:: REQUIRED WORK ::
Echo the part of the game history text starting at "Author's Prototype Board" and ending at "looking in Europe.".

:: READING TEXT ::
☆ ☆ ☆ ☆ ☆ ☆ ☆

History of the Game
It Started With Pirate's Cove
By Bruno Faidutti (Source: Bruno Faidutti's website)
Pirate's Cove Box Front
I really like Pirate's Cove, and I had exchanged a few nice and interesting emails about it with Paul Randles, one of the game's authors, when it was first published as Piratenbucht, but we never met. We could probably have arranged a meeting later, but Paul was caught by a cancer and died after a few months, just when his first boardgame was becoming a small hit.
Paul didn't want to capitulate and, until the end, he worked and made projects. One of his last projects was Treasure Island, a boardgame that was intended as a kind of follow-up of Pirate's Cove. Action takes place on the same island, two centuries later. Players are now divers vying to bring back the sunken treasures lost during the many battles and boarding around the island in the blustery times. A few days before Paul died, in february 2003, his wife Katty and him gave the prototype of Treasure Island to their friend Mike Selinker, whom fans of pirate games will
know from co-designing the game Pirates of the Spanish Main.
I happened to make in april 2003, for the first time, the trip to Columbus for Alan R. Moon's Gathering of Friends. Paul, who had been a regular, was no longer there, but I met Mike who invited me to play Treasure Island. I really liked the basic idea of the game, and made a few suggestions after this first game; as a result, I was immediately hired as a third guy to finalize the game.

Author's Prototype Board
Mike and I started sending emails and files over (or is it under?) the ocean between France and the USA and soon the Treasures Island took its definitive form. The basics are still those of Paul's prototype, with, for example, day to day programming and divers that can buy extra hose to search deeper wrecks, but the game has become lighter, faster paced, more fun to play, without losing its depth and variety. When we were all satisfied with the game, we started to look for a publisher, Mike canvassing the American ones while I was looking in Europe.
I found one first, so the game got published in Europe by Tilsit, with light graphics depicting the Treasure Island on a sunny day. Later, Mike became involved with Titanic games, which became the US publisher and opted for darker graphics depicting the island while clouds are gathering and the hurricane is approaching. I don’t know what Paul would have chosen, but I’m sure having both a sunny day and a cloudy day version of the same game is more than he would have dreamed of.

Publisher's Prototype Board
We needed an international title, a title which suggest the diving theme and makes clear this is not one more pirates game. We thought of Sargasso, Tortuga, Barbados and finally made up our mind for Key Largo. this will make no problem for the american gamers, but can prove funny in France. Though everybody here knows about the great film noir by John Huston, with an archetypal closed doors plot, few know that it's also the name of a divers' paradise island.

☆ ☆ ☆ ☆ ☆ ☆ ☆

:: GIVEN INFORMATION ::
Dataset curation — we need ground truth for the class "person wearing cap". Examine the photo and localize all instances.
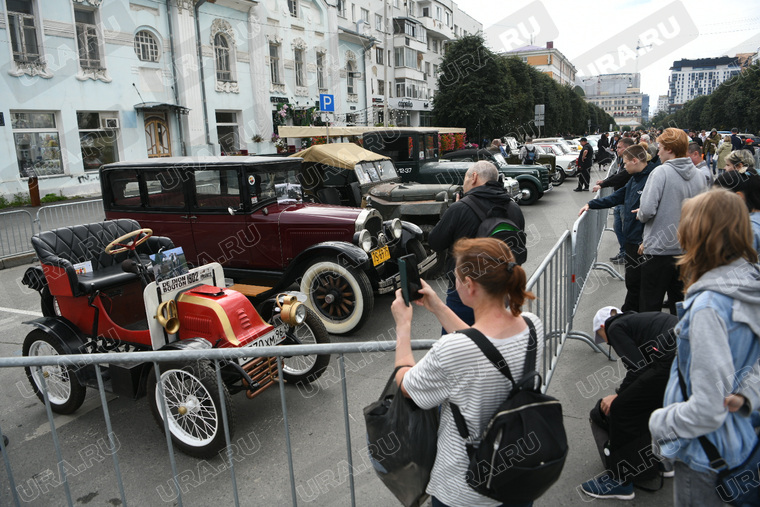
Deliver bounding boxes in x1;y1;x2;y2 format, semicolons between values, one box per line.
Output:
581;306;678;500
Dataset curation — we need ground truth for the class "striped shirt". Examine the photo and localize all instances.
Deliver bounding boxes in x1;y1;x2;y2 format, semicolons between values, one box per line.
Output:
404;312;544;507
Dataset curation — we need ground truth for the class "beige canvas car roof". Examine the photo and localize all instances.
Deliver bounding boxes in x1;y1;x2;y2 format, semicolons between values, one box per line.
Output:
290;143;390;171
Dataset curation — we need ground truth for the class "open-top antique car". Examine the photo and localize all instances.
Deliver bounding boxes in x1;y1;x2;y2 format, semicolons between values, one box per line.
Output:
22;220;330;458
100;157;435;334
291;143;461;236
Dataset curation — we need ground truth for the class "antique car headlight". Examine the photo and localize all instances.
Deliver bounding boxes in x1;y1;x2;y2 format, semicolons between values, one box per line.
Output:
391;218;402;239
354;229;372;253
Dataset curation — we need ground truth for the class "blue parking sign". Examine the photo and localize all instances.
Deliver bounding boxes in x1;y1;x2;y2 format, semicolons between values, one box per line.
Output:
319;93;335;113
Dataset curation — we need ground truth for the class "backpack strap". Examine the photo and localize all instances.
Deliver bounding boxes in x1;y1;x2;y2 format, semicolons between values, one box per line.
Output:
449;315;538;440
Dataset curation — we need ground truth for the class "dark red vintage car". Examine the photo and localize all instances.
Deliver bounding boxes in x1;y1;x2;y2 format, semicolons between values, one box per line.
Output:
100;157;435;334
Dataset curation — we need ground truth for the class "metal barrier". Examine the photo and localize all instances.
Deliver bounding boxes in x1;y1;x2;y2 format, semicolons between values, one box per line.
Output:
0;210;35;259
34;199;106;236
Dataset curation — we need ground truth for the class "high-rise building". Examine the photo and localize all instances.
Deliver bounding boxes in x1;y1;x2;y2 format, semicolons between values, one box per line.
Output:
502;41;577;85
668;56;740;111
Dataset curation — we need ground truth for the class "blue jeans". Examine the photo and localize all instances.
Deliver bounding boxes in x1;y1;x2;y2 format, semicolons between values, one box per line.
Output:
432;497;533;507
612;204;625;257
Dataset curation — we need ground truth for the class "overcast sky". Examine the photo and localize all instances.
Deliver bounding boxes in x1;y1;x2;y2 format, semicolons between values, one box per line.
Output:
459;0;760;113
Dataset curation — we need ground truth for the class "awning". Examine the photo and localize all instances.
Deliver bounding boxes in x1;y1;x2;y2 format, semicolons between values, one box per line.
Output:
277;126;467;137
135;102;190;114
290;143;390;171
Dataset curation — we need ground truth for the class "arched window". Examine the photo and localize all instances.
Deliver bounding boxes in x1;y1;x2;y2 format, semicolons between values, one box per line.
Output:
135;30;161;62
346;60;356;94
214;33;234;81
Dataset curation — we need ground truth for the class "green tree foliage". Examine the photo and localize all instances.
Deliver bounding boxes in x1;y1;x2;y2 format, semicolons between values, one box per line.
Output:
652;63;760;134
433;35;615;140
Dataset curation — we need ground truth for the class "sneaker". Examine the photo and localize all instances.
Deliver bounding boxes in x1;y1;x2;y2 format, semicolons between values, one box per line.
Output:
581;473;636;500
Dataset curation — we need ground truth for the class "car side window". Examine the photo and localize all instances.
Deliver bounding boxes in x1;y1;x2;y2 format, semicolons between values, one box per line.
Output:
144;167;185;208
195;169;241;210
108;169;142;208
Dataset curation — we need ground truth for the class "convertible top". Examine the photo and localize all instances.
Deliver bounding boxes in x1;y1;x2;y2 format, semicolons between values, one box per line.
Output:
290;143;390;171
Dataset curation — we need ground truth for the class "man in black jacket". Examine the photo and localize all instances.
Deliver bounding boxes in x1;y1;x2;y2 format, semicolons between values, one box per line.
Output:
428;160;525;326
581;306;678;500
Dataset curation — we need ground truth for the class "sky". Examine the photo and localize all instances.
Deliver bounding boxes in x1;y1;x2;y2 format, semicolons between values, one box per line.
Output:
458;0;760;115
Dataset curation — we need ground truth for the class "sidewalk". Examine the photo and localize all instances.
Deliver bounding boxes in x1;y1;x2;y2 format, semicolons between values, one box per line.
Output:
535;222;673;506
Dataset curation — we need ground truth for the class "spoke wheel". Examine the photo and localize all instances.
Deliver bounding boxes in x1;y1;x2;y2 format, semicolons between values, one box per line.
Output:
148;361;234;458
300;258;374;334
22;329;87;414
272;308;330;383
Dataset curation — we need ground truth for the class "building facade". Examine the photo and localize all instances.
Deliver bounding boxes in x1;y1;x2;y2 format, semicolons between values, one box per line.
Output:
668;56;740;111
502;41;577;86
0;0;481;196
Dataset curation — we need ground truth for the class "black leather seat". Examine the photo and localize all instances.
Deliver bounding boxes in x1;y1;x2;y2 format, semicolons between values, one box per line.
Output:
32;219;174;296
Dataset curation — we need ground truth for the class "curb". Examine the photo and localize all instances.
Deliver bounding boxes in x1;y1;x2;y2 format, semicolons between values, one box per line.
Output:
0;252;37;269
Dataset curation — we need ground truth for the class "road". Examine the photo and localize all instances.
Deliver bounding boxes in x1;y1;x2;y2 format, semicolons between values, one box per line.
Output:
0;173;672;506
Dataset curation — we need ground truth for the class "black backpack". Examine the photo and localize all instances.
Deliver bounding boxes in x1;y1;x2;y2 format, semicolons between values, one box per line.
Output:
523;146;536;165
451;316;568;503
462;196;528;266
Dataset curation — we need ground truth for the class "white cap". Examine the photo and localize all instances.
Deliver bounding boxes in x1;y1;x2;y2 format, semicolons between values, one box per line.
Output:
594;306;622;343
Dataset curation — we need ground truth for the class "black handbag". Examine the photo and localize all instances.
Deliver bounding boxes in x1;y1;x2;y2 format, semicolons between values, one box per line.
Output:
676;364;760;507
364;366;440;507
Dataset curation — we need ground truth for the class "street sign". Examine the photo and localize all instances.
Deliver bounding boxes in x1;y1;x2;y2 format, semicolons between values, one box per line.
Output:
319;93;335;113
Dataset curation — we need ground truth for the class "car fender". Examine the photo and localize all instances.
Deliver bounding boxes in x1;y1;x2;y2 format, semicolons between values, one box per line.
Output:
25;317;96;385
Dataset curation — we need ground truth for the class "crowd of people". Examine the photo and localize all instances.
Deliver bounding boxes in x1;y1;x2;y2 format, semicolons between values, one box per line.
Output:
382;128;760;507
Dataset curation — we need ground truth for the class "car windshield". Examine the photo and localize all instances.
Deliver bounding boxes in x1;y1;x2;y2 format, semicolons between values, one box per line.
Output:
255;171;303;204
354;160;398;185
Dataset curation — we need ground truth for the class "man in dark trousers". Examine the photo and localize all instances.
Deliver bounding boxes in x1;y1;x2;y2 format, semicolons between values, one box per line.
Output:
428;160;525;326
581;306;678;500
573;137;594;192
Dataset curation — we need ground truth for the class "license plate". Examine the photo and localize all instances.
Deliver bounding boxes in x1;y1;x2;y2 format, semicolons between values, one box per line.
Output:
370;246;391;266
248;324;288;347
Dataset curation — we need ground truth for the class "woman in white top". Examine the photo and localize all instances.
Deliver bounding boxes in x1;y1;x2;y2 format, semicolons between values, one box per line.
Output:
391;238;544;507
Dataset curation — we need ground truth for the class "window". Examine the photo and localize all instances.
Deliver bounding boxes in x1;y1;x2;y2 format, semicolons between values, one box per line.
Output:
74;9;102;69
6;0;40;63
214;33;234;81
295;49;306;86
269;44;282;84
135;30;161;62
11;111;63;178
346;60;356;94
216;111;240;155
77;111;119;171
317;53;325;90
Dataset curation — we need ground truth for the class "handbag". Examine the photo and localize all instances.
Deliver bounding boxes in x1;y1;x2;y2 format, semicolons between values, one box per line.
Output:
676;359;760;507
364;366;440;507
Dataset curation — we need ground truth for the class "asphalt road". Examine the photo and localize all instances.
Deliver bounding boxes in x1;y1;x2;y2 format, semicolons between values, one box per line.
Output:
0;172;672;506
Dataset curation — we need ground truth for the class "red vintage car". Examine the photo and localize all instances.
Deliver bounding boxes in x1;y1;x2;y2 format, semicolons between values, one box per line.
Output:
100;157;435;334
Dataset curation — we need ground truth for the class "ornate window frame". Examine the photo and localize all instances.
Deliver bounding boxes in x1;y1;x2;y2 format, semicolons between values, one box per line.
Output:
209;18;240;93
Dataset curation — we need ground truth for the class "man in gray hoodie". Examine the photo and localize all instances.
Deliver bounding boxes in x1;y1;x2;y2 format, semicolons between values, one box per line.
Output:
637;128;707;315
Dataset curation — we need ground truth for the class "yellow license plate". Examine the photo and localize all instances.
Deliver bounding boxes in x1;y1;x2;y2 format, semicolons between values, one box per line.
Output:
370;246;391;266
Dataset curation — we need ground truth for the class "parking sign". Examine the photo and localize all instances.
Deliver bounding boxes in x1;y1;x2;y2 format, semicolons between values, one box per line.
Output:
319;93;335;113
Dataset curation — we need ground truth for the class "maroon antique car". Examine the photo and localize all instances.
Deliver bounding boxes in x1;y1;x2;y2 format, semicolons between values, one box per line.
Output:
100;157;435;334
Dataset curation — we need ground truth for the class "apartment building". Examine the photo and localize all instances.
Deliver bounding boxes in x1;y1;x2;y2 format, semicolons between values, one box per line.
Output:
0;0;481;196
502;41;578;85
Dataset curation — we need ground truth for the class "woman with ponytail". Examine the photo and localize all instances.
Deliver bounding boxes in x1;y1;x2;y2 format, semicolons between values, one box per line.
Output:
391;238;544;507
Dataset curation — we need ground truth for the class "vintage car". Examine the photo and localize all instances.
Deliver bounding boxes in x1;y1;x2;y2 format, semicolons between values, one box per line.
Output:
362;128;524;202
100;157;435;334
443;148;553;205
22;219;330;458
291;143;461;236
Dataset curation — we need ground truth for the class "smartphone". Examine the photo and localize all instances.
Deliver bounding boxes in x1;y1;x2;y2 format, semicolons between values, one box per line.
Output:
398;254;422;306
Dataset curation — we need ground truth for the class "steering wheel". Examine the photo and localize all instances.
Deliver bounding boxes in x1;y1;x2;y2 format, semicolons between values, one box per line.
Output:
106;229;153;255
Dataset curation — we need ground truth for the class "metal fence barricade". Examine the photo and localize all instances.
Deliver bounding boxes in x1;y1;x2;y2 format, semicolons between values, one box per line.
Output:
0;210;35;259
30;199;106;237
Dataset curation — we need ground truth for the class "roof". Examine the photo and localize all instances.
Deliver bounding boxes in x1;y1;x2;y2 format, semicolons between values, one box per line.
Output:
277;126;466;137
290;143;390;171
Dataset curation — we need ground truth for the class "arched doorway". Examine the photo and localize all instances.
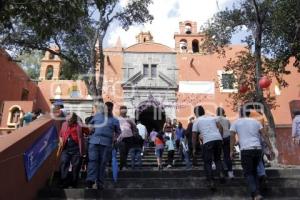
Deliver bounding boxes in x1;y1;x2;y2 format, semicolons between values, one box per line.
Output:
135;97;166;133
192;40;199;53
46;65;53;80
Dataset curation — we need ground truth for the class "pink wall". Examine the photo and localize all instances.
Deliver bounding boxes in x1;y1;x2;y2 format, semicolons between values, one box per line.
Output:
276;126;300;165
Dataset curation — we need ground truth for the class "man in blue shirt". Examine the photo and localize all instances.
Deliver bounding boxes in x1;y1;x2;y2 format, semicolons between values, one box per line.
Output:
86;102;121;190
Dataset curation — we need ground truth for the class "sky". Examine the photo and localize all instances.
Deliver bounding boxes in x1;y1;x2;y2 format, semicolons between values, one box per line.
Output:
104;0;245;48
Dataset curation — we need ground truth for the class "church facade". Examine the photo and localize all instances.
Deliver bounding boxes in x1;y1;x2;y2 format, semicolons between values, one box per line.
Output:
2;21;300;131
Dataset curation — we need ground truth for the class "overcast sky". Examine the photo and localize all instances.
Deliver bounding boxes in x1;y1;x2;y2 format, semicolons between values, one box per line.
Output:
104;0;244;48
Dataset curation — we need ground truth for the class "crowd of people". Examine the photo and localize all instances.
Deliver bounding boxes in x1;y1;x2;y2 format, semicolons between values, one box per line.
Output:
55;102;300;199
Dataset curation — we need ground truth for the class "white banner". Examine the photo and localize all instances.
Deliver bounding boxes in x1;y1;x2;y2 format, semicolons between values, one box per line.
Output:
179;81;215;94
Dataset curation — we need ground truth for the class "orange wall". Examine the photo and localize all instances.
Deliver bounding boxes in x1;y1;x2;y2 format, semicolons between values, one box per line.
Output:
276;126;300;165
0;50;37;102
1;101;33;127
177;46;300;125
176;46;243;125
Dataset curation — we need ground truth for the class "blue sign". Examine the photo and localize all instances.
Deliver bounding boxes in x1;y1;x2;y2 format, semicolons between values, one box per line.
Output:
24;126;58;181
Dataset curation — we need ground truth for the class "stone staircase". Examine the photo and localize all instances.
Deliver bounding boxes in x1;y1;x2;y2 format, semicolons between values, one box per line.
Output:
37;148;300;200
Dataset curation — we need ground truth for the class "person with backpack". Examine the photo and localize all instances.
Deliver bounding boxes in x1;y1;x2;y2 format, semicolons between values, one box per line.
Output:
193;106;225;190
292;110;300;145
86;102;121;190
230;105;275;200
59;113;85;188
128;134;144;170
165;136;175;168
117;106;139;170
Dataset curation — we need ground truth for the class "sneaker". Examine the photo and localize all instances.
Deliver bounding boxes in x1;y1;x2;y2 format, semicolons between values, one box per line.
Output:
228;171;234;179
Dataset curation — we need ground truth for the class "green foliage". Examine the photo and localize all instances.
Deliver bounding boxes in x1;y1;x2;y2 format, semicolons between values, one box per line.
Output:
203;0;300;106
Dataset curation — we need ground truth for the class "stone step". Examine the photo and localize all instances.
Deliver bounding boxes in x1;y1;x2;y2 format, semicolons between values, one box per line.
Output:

☆ ☆ ☆ ☆ ☆ ☆ ☆

:: COMPLETED EXERCISE ::
Author's Prototype Board
Mike and I started sending emails and files over (or is it under?) the ocean between France and the USA and soon the Treasures Island took its definitive form. The basics are still those of Paul's prototype, with, for example, day to day programming and divers that can buy extra hose to search deeper wrecks, but the game has become lighter, faster paced, more fun to play, without losing its depth and variety. When we were all satisfied with the game, we started to look for a publisher, Mike canvassing the American ones while I was looking in Europe.